• [PROBLEM STATEMENT]:
Please list each line in the entries below that contains the word "target", matching case exactly.

• [ENTRIES PROVIDED]:
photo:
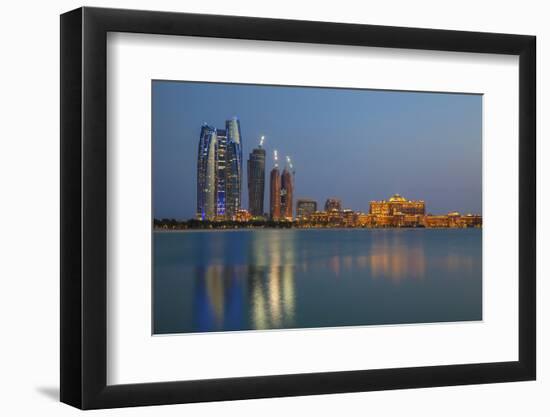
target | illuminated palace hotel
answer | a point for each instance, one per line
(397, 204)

==

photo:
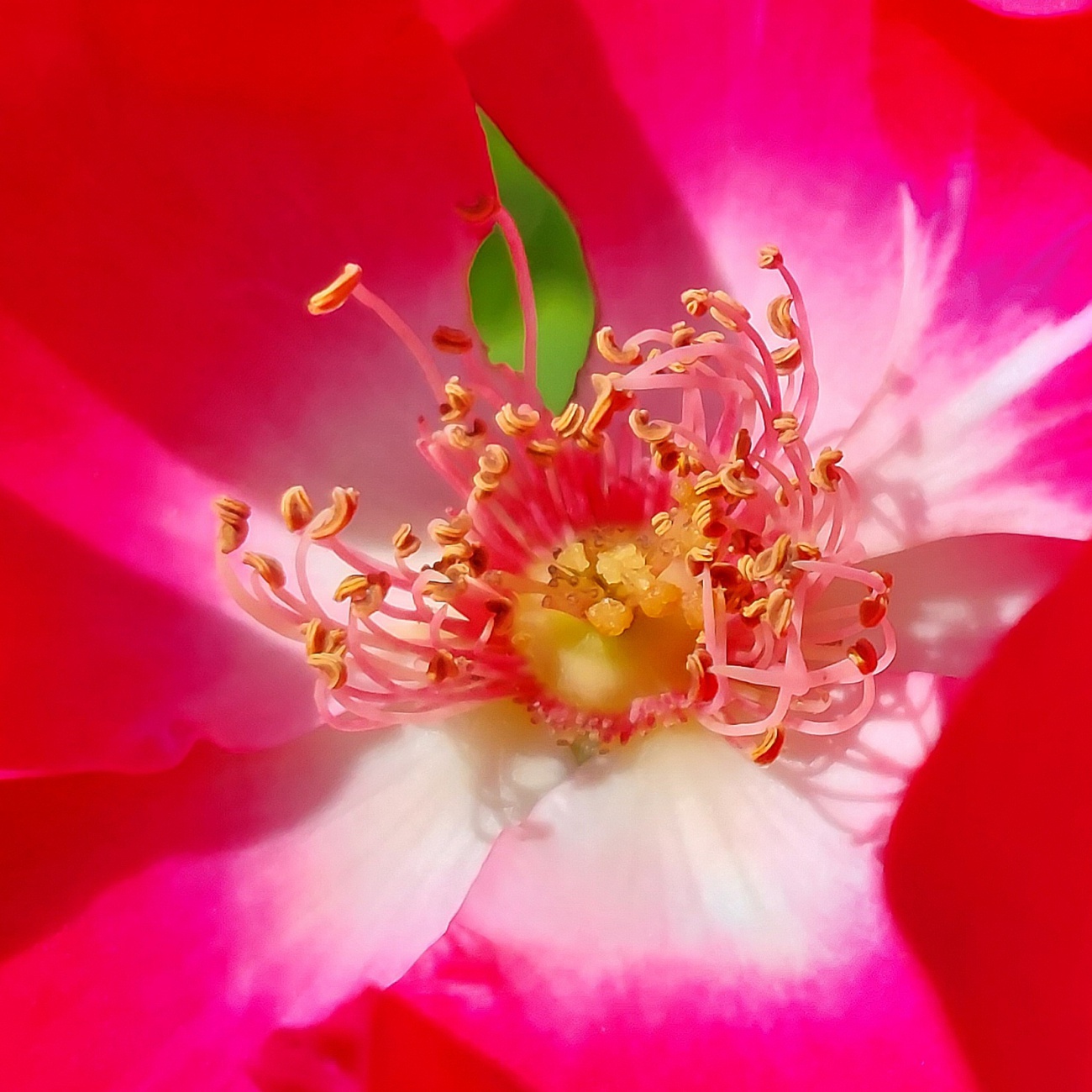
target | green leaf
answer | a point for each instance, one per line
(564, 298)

• [SOLUTION TO THIS EXERCISE]:
target | illuminated palace hotel
target | green leaf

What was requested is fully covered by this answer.